-------- Material to process

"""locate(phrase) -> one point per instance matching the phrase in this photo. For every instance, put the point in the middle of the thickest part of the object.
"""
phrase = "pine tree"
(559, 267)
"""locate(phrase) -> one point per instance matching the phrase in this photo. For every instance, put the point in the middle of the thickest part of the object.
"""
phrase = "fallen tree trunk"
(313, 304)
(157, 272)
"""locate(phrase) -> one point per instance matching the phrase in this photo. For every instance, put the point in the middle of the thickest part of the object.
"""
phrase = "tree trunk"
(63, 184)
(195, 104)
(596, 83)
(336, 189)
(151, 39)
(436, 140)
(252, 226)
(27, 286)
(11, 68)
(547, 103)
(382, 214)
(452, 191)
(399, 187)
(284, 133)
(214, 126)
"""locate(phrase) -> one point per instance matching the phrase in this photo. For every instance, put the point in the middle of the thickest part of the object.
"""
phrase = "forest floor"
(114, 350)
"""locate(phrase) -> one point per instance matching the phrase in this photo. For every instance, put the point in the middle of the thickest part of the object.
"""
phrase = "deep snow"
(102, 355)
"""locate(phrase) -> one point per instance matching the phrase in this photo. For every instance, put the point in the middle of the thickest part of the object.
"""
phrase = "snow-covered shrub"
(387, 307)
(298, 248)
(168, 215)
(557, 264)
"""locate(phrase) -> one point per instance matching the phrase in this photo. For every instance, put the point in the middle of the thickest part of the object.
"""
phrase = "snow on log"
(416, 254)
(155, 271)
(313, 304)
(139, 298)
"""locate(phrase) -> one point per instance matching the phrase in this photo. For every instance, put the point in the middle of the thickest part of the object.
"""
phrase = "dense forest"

----------------

Go through the listing and copy all of it exactly.

* **Answer to the task**:
"""locate(phrase) -> one point per instance matching the phrase in this photo. For every instance, put the point in the middle of the thickest part of the object.
"""
phrase = "pine tree"
(559, 267)
"""locate(phrase) -> one point per instance matching the phrase in this photo. For every instance, put the point in the middle of the thickest part of the object.
"""
phrase = "fallen tree trunk"
(313, 304)
(157, 272)
"""locate(phrase) -> one point per instance matching the phrase in this photo. For every instance, put the point in the middle of the thickest part of the object.
"""
phrase = "tree trunk"
(63, 184)
(195, 104)
(596, 83)
(336, 189)
(151, 39)
(436, 140)
(252, 226)
(27, 286)
(11, 68)
(547, 103)
(382, 214)
(452, 191)
(399, 187)
(284, 133)
(214, 126)
"""locate(phrase) -> one point per instance matching the phrase in this photo. For every instance, put the point in the middle of the thickest part of the object.
"""
phrase = "forest floor"
(114, 350)
"""locate(phrase) -> one point per instance matching the phrase in this photo. For every instance, put the point in the middle of the thickest part of the object.
"""
phrase = "deep snow"
(102, 355)
"""locate(phrase) -> one point per instance matching the phrase in this photo. For every instance, put the point in the middle of the thickest part of the object.
"""
phrase = "snow-covered shrub"
(387, 307)
(298, 248)
(168, 215)
(557, 264)
"""locate(phrase) -> one point per instance matching the phrase in this photo. For every instance, put the point in the middle of the thickest part of the object.
"""
phrase = "snow on log"
(416, 254)
(155, 271)
(313, 304)
(139, 298)
"""locate(phrase) -> one point per instance matching the phrase in this photo. For every instance, put the point in the middle of the thickest part of the object.
"""
phrase = "dense forest"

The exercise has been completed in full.